Consigne
Reprenez le passage sur le pouvoir et la responsabilité des citoyens en temps de guerre, à la suite de sa dernière phrase.

Passage extrait
───

Trois caractéristiques du citoyen sont à présent en jeu : exercer le pouvoir, assumer la responsabilité de cet exercice et les conséquences qui en découlent. Concrètement, il n’est pas impossible que des personnes ne les cumulent pas toutes trois, mais leurs rapports les rendent indissociables sur le plan conceptuel. De plus, le point de vue des gens ordinaire conforte cette position. Ainsi, on se scandalise lorsqu’un simple exécutant est tenu responsable d’erreurs commises par un supérieur hiérarchique ; on préfère déléguer le pouvoir à ceux qui ont « le sens des responsabilités ». De ce point de vue, qui n’est pas très différent de celui soutenu par Démarate, ou bien une personne cumule les trois caractéristiques, ou bien elle n’en a aucune : tel est le regard que les citoyens portent usuellement sur eux-mêmes et sur autrui. Ils se sentent responsables de ce sur quoi ils exercent le pouvoir et sont en principe prêts à en assumer les conséquences. Mais en condition de guerre, plus on écarte les citoyens de l’assomption des conséquences de la guerre, moins ils s’en sentent responsables, et moins ils demandent à exercer un pouvoir sur sa conduite. Les attaques de drones étant pour l’essentiel l’exclusivité des Etats-Unis, mon analyse va porter sur les citoyens de ce pays, mais peut dans ses grands traits s’adapter à d’autres.

───

Données fournies
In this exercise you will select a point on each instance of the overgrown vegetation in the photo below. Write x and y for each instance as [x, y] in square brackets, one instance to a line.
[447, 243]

───

Réponse attendue
L’attaque conduite par drone interposé procède d’un progrès technique. Du combat au corps à corps, on est passé à l’arme à feu, puis à l’aviation, ce qui a permis entre autres de faciliter l’acte de tuer24 : plus on est loin de sa cible, moins on a l’impression qu’on cible quelqu’un plutôt que quelque chose. Le choix des armes, dont la portée plus grande permet aussi de limiter les risques encourus par celui qui les utilise, n’est pas le seul à favoriser cette déresponsabilisation. Par exemple, le partage des tâches fait que chacun tient un rôle apparemment négligeable dans la chaîne de « production » de la mort d’autrui25. Par ailleurs, le choix de ceux qu’on envoie à la guerre ou, s’agissant de drones, de ce qu’on y envoie, n’est pas neutre. Lors de la Guerre du Viêt Nam, la conscription voulait que tout citoyen apte puisse être envoyé au front. Cela signifiait que chacun pouvait être touché par la guerre en la faisant lui-même ou en voyant l’un de ses proches y aller. A ce titre, les citoyens assumaient les conséquences de la guerre. Ils se sentaient donc titulaires du pouvoir concernant sa conduite et prirent en quelque sorte la décision qui leur revenait dès lors, celle d’y mettre fin. Cet épisode inaugura la professionnalisation complète de l’armée américaine. Etant donné l’origine de cette réforme, il faut comprendre qu’elle visait à modifier le rapport de l’armée avec les citoyens plutôt que son rapport avec les ennemis. Un soldat de métier agit en qualité d’agent économique –il travaille pour gagner sa vie– et subsidiairement en qualité d’agent politique, en citoyen. Cette dépolitisation par la professionnalisation permit donc de dissocier l’activité citoyenne de l’activité militaire. Depuis, les citoyens n’ayant plus à assumer les conséquences de la guerre, ils n’en sont plus responsables et cèdent leur pouvoir sur elle. Sur le principe, c’est donc sans eux que la guerre se déroule.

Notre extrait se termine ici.